PROBLEM: The full listing below should be copied verbatim.

DATASET ENTRIES:
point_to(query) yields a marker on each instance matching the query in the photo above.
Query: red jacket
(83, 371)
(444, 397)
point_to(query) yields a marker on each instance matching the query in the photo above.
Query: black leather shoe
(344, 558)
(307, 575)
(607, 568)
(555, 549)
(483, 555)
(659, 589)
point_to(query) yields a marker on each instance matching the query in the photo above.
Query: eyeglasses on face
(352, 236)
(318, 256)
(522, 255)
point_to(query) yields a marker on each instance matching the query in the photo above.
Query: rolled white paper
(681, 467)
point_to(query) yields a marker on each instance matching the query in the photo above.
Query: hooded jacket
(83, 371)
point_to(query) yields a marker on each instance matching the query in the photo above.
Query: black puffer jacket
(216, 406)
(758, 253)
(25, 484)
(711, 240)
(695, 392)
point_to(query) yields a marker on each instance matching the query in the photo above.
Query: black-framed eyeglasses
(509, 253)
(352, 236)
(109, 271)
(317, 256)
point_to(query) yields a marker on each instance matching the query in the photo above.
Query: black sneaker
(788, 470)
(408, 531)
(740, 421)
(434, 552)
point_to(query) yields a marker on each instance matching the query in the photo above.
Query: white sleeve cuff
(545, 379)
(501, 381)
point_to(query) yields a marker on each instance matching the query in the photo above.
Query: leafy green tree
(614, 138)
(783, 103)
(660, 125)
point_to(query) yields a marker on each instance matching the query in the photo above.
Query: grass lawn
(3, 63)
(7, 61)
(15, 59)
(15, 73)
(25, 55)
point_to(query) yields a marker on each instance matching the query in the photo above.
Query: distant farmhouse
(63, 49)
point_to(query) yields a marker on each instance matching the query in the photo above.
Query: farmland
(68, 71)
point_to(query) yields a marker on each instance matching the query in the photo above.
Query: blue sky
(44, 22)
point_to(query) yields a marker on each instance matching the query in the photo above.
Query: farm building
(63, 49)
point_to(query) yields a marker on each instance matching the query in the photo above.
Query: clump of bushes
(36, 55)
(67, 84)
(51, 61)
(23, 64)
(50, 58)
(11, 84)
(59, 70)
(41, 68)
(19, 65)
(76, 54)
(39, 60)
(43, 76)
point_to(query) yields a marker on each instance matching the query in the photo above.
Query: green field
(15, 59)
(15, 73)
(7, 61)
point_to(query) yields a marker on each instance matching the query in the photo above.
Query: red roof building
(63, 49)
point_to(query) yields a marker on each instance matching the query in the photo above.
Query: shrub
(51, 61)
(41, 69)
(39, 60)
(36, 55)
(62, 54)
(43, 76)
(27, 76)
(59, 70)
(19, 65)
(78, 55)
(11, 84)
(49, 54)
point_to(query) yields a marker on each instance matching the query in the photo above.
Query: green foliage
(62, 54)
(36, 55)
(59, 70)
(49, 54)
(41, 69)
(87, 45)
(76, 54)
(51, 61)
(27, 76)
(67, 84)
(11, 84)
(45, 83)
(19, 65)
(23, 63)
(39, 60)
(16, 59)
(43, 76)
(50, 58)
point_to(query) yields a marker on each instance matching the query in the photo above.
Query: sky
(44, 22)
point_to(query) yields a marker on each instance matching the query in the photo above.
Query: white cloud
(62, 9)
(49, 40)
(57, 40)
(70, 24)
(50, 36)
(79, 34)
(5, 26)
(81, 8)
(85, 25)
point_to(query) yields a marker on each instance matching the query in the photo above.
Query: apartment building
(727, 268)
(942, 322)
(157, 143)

WRITTEN REPLY:
point_to(query) yields a marker on each instance matching the query in the photo above.
Query: red jacket
(83, 371)
(444, 397)
point_to(query) yields a marker on each instance matching the query in the photo above.
Query: black leather shoe
(344, 558)
(307, 575)
(607, 568)
(555, 549)
(483, 555)
(659, 589)
point_to(query) yields a marker on each instance matching the query in the photo above.
Query: eyeglasses on face
(352, 236)
(318, 256)
(522, 255)
point_to(query) yields a marker on each instance matching the query in the photo above.
Query: rolled white paper
(681, 467)
point_to(query) yields a marker on each instance matching the query in the photo above.
Query: hooded jacket
(83, 371)
point_to(query) yields a marker on each instance matching the query in the photo above.
Query: black puffer jacket
(216, 406)
(758, 253)
(25, 484)
(711, 240)
(695, 392)
point_to(query) yields a marker on each instance matching the query in the photo above.
Query: black-framed eyeglasses
(509, 253)
(352, 236)
(109, 271)
(317, 256)
point_to(query) yields a marker on each instance matching the query in the photo above.
Query: black sneaker
(788, 470)
(408, 531)
(740, 421)
(434, 552)
point_to(query) yields a marker on each instance matching the query in the photo above.
Query: white sleeve cuff
(545, 379)
(501, 381)
point_to(query) yields a marker on each instance matching the query in the photo above.
Query: leafy green tree
(614, 138)
(783, 103)
(660, 125)
point_to(query) yields a marker on each instance matching the query in the photo above.
Query: grass lawn
(3, 63)
(7, 61)
(15, 59)
(15, 73)
(25, 55)
point_to(query) yields a marker on each instance matching the query in the photo above.
Query: distant farmhouse
(63, 49)
point_to(query) yields a marker on each instance matching the query in the photo above.
Query: farmland
(68, 71)
point_to(query) yields a marker on each instance matching the query in the photo above.
Query: blue sky
(44, 22)
point_to(query) yields a marker on each instance matching the query in the photo above.
Query: farm building
(63, 49)
point_to(query) yields a marker on each instance matching the query in the photo above.
Query: clump of bushes
(36, 55)
(67, 84)
(51, 61)
(23, 64)
(50, 58)
(11, 84)
(59, 70)
(41, 68)
(19, 65)
(76, 54)
(39, 60)
(43, 76)
point_to(query) yields a marker on each instance matching the query in the photo above.
Query: green field
(15, 59)
(15, 73)
(7, 61)
point_to(query) yields a marker on each instance matching the query in the photo above.
Query: red roof building
(63, 49)
point_to(query) yields a marker on each instance matching the query in the photo above.
Query: shrub
(51, 61)
(41, 69)
(39, 60)
(36, 55)
(62, 54)
(43, 76)
(27, 76)
(59, 70)
(19, 65)
(78, 55)
(11, 84)
(49, 54)
point_to(query) yields a marker on each instance matching the query in the photo above.
Query: green foliage
(62, 54)
(36, 55)
(59, 70)
(49, 54)
(41, 69)
(87, 45)
(76, 54)
(51, 61)
(27, 76)
(67, 84)
(11, 84)
(45, 83)
(19, 65)
(23, 63)
(39, 60)
(16, 59)
(43, 76)
(50, 58)
point_to(query) yields a marker on each instance matching the query in the photo above.
Query: sky
(44, 22)
point_to(query) yields a marker on each instance matching the query in the photo above.
Query: white cloud
(62, 9)
(49, 40)
(57, 40)
(70, 24)
(50, 36)
(79, 34)
(5, 26)
(81, 8)
(85, 25)
point_to(query) yields a marker on each instance matching the query in the photo above.
Query: apartment building
(727, 268)
(942, 322)
(157, 143)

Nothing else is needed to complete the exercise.